>> begin

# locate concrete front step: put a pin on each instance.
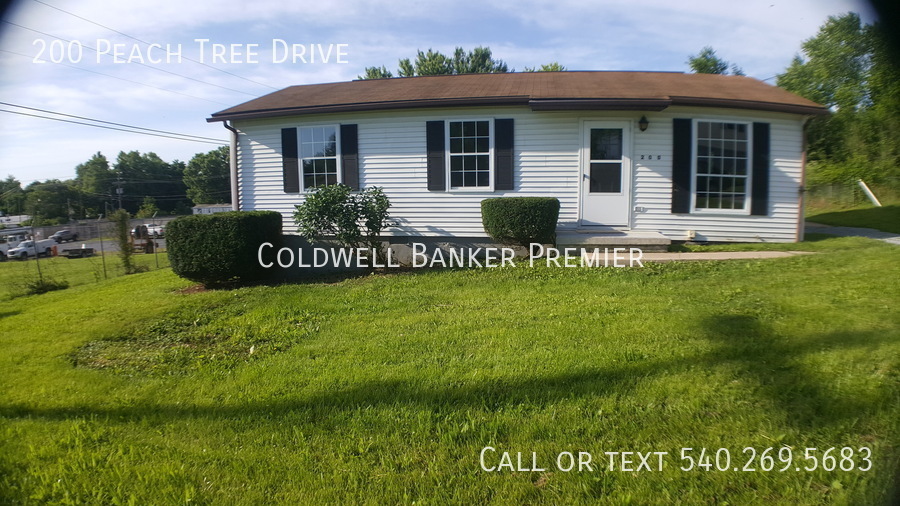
(645, 240)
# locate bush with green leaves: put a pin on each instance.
(221, 248)
(353, 219)
(122, 221)
(521, 220)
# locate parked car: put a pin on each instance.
(156, 231)
(64, 235)
(31, 248)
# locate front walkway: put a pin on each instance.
(719, 255)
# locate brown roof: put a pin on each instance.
(646, 91)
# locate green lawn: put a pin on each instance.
(385, 388)
(15, 274)
(886, 218)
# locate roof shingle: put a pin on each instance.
(539, 90)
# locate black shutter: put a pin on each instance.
(503, 154)
(290, 167)
(759, 204)
(434, 142)
(350, 156)
(681, 165)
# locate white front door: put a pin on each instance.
(606, 174)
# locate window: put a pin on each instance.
(606, 160)
(722, 166)
(470, 154)
(318, 156)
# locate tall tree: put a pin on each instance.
(94, 180)
(54, 201)
(376, 73)
(207, 177)
(478, 61)
(147, 175)
(12, 196)
(847, 66)
(547, 67)
(707, 62)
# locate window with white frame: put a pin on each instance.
(470, 154)
(318, 156)
(722, 166)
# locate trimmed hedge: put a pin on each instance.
(221, 248)
(521, 220)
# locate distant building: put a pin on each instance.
(14, 220)
(211, 208)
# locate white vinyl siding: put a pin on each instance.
(392, 155)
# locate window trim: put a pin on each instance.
(748, 191)
(447, 171)
(337, 153)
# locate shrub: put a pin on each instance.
(521, 220)
(44, 285)
(215, 249)
(121, 219)
(354, 219)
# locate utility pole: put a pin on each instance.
(119, 189)
(37, 255)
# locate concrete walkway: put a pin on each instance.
(818, 228)
(719, 255)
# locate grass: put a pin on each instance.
(385, 388)
(886, 218)
(17, 275)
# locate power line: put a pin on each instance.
(120, 78)
(111, 128)
(136, 63)
(111, 123)
(147, 43)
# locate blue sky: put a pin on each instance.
(759, 36)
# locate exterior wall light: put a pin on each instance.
(643, 123)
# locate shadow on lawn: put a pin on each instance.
(774, 363)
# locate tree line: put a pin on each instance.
(149, 186)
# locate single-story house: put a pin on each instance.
(211, 208)
(634, 154)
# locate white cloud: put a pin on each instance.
(760, 36)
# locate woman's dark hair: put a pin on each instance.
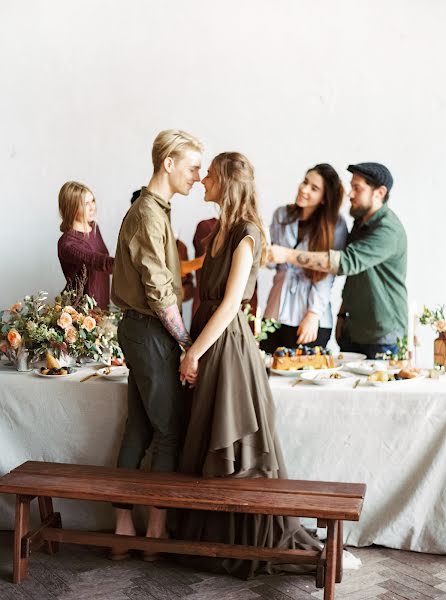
(322, 223)
(136, 194)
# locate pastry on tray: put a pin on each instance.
(302, 357)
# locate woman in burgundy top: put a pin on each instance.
(81, 242)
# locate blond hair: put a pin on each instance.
(173, 143)
(237, 194)
(72, 201)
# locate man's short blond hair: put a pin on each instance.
(173, 143)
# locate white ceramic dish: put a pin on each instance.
(324, 378)
(345, 357)
(297, 372)
(395, 382)
(369, 366)
(37, 372)
(113, 372)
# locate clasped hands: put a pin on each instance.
(278, 254)
(189, 368)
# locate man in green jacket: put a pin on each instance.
(373, 314)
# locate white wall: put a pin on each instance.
(86, 85)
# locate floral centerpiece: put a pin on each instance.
(71, 326)
(262, 327)
(399, 358)
(436, 318)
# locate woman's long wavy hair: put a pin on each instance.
(238, 194)
(322, 223)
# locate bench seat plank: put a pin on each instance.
(292, 486)
(189, 495)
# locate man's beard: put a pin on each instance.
(358, 213)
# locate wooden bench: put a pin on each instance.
(331, 503)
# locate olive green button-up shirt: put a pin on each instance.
(146, 272)
(375, 296)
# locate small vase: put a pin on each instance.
(22, 363)
(66, 360)
(440, 350)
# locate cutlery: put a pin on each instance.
(89, 377)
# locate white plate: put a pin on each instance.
(115, 372)
(324, 378)
(369, 366)
(296, 372)
(344, 357)
(395, 382)
(37, 372)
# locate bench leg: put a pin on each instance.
(332, 554)
(340, 550)
(21, 529)
(46, 510)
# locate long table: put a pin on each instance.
(393, 439)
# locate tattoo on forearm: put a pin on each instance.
(317, 261)
(302, 259)
(171, 319)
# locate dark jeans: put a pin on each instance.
(156, 404)
(287, 335)
(370, 350)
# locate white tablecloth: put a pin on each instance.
(394, 440)
(60, 420)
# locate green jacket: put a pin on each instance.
(375, 295)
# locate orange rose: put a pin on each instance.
(70, 335)
(72, 312)
(441, 326)
(89, 324)
(14, 338)
(65, 320)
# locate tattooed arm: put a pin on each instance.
(328, 262)
(172, 320)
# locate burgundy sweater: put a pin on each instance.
(76, 249)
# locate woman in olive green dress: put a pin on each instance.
(231, 427)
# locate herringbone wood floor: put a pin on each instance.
(78, 573)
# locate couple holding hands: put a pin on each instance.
(222, 424)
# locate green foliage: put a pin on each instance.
(267, 326)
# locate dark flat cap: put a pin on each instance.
(374, 172)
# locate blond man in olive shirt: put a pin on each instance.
(147, 287)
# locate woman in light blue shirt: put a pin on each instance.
(300, 298)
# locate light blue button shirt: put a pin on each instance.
(298, 294)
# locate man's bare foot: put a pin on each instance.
(124, 526)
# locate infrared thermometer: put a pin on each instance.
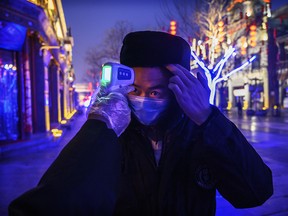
(115, 76)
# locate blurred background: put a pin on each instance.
(51, 53)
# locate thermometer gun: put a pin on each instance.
(115, 76)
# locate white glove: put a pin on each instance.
(112, 108)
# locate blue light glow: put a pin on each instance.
(218, 70)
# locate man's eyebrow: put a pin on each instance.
(159, 86)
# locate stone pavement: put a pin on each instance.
(21, 170)
(269, 137)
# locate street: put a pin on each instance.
(268, 135)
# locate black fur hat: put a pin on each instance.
(154, 48)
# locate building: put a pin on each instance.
(36, 71)
(247, 30)
(279, 34)
(246, 26)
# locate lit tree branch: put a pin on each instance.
(218, 70)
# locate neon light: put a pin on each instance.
(218, 70)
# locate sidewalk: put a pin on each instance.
(268, 124)
(35, 142)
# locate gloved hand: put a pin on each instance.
(111, 108)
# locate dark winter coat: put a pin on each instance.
(99, 174)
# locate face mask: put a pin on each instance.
(147, 110)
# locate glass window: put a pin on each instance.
(8, 97)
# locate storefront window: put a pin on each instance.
(9, 117)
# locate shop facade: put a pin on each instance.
(36, 72)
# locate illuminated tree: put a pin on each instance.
(215, 75)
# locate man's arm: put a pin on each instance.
(81, 181)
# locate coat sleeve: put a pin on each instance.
(81, 181)
(240, 174)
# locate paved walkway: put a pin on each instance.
(269, 136)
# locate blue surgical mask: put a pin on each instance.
(147, 110)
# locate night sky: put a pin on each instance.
(90, 19)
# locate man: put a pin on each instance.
(168, 159)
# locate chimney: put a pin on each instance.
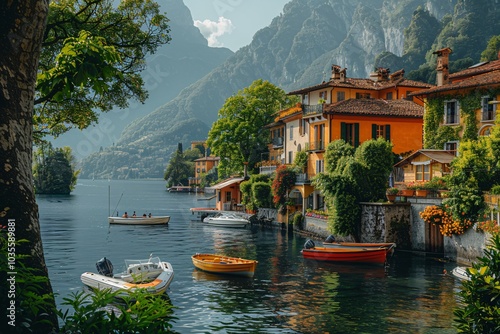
(442, 66)
(380, 74)
(338, 73)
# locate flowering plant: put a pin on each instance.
(437, 215)
(490, 226)
(392, 191)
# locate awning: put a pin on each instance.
(419, 163)
(226, 183)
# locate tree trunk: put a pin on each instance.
(22, 24)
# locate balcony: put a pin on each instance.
(316, 146)
(267, 170)
(311, 110)
(277, 142)
(302, 178)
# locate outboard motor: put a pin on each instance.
(309, 244)
(104, 267)
(330, 239)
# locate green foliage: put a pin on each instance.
(377, 158)
(470, 177)
(335, 151)
(300, 161)
(352, 176)
(282, 184)
(180, 167)
(298, 220)
(101, 312)
(261, 192)
(92, 56)
(495, 190)
(54, 170)
(479, 308)
(256, 192)
(492, 49)
(239, 135)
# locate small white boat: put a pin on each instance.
(152, 275)
(461, 273)
(226, 220)
(159, 220)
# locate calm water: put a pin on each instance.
(288, 294)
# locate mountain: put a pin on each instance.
(186, 59)
(297, 50)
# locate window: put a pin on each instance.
(489, 110)
(322, 95)
(383, 131)
(423, 172)
(451, 146)
(349, 132)
(320, 166)
(318, 137)
(451, 112)
(302, 127)
(340, 96)
(363, 95)
(305, 99)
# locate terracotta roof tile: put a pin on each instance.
(367, 84)
(376, 107)
(488, 79)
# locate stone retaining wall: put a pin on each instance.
(400, 222)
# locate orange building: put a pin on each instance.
(355, 110)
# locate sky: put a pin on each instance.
(232, 23)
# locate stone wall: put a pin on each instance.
(400, 222)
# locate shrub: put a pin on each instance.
(479, 308)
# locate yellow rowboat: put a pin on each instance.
(220, 264)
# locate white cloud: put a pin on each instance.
(213, 30)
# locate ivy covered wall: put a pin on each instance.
(436, 135)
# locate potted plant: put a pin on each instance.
(391, 193)
(408, 190)
(421, 189)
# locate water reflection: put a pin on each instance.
(287, 294)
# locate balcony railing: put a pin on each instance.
(267, 170)
(277, 142)
(302, 178)
(309, 110)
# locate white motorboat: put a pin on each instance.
(152, 275)
(461, 273)
(226, 220)
(159, 220)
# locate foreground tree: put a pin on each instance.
(21, 35)
(87, 64)
(239, 134)
(54, 170)
(92, 56)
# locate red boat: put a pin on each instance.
(344, 254)
(330, 242)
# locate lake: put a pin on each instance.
(288, 294)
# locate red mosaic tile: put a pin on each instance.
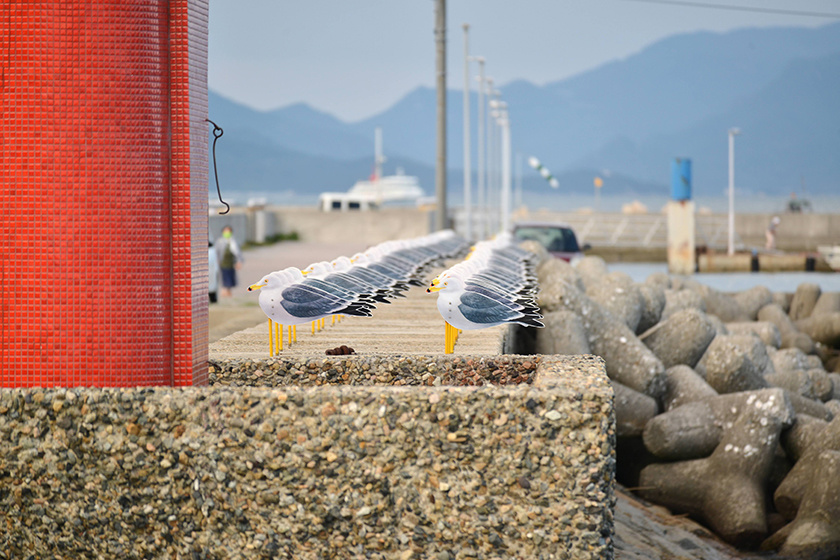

>> end

- Problem description -
Find every line in the data above that contains the string "plant", treating uppercase and lowercase as different, and copy each of those lines.

- Output below -
# locate flowering plant: put a pin on each instance.
# locate potted plant: put a pin on each instance.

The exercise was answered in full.